Aim:
Count the lines in the records below that contain the string "officer", and reply with the number alone.

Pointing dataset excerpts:
────────────────────

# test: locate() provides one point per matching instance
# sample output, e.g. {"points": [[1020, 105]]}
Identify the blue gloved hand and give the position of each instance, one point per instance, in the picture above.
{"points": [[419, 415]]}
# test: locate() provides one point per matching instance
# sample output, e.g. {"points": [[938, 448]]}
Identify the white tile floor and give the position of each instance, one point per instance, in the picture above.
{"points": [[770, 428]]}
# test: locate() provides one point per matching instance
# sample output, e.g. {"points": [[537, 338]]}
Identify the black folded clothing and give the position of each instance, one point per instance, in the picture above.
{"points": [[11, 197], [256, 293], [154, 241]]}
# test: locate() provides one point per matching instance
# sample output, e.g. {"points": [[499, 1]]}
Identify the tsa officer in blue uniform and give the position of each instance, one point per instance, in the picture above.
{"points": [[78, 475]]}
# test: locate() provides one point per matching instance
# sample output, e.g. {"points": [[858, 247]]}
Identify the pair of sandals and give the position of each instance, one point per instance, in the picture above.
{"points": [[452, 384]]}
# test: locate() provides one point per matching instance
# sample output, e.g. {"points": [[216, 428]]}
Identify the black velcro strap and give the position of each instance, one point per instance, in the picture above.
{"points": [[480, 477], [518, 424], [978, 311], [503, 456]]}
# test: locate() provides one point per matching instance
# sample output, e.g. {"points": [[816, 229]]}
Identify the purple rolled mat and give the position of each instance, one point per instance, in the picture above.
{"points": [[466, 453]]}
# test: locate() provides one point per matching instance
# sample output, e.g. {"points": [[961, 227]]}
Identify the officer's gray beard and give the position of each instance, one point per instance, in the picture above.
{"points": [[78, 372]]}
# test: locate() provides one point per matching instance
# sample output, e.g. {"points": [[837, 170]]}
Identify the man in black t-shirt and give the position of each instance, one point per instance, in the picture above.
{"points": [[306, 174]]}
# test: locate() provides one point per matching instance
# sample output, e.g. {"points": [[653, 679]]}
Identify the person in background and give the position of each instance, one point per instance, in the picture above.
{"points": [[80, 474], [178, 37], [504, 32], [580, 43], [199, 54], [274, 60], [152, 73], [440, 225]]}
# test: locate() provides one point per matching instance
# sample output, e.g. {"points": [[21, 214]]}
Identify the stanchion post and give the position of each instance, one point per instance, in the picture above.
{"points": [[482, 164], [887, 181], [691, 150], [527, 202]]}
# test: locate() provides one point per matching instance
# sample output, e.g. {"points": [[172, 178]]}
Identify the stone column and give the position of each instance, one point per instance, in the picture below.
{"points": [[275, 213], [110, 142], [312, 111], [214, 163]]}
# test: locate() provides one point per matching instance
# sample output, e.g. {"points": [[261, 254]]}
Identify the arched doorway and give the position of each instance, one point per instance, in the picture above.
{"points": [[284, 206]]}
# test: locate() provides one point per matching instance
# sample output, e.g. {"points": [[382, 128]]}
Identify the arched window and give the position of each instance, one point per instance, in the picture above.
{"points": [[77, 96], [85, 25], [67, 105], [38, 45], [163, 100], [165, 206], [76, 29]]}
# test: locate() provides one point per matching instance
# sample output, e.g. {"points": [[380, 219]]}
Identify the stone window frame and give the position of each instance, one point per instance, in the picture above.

────────────────────

Reply:
2